Data for this exercise
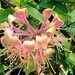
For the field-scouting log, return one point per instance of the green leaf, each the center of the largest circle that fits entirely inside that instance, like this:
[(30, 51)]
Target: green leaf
[(71, 58), (61, 8), (47, 4), (72, 14), (1, 68), (18, 1), (30, 69), (4, 14), (67, 45), (67, 1), (35, 13)]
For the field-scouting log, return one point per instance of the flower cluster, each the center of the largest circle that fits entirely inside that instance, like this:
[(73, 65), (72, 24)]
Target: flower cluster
[(32, 46)]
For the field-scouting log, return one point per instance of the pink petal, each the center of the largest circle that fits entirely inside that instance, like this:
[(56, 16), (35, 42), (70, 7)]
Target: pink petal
[(58, 23), (20, 31)]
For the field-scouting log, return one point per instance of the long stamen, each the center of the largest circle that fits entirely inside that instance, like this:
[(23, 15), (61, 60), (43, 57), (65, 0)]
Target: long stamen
[(42, 30), (28, 25)]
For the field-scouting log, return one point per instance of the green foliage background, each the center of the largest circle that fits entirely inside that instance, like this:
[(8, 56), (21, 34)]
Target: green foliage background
[(66, 11)]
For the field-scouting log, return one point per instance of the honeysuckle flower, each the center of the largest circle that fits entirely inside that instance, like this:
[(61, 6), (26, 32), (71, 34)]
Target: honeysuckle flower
[(31, 46)]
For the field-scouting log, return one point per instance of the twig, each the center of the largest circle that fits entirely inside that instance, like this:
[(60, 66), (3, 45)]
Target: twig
[(64, 72)]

Aim of the exercise
Repeat the data above exactly, images excluded.

Answer to the problem
For the field-scouting log, return one point per instance of the green leaf, each the center of the largest circle that fits entirely inside that instance, like this:
[(30, 51)]
Target: green leaf
[(71, 58), (61, 8), (47, 4), (72, 14), (1, 68), (18, 1), (30, 69), (4, 14), (67, 45), (67, 1), (35, 13)]
For the field-scouting log, return one point per instance of the flower cluster, each the center of the largest circle that fits entirely inside that instance, like this:
[(73, 65), (72, 24)]
Target: flower cluster
[(32, 46)]
For the field-scouting log, return one point per instance of the pink petal, each the center of the largest circle that fits entirely inside that instance, like this:
[(56, 16), (35, 42), (70, 7)]
Target: pink petal
[(58, 23), (20, 31)]
For the field-scouting log, return one point per instance of the long stamen, each the center of the largest circle that fits entirely inside that instance, like this:
[(23, 15), (61, 60), (43, 57), (65, 0)]
Target: long stamen
[(42, 30), (28, 25)]
For the field-scouting log, return one point per instance of the green foliage background, each the center of the largest circle that fits entirely inside that instance, like this:
[(8, 56), (21, 34)]
Target: green foliage background
[(66, 11)]
For the field-scouting log, return one point per instance of the honeysuckle flower, each the center of the largest circle that fits entirely inside that instance, like this:
[(61, 6), (26, 32), (71, 34)]
Target: honeysuckle flower
[(31, 46)]
For the field-scouting log, return one point per instance of the twig, each the center of the largest circle that fits entirely inside that instance, like this:
[(60, 66), (3, 45)]
Target: twig
[(64, 72)]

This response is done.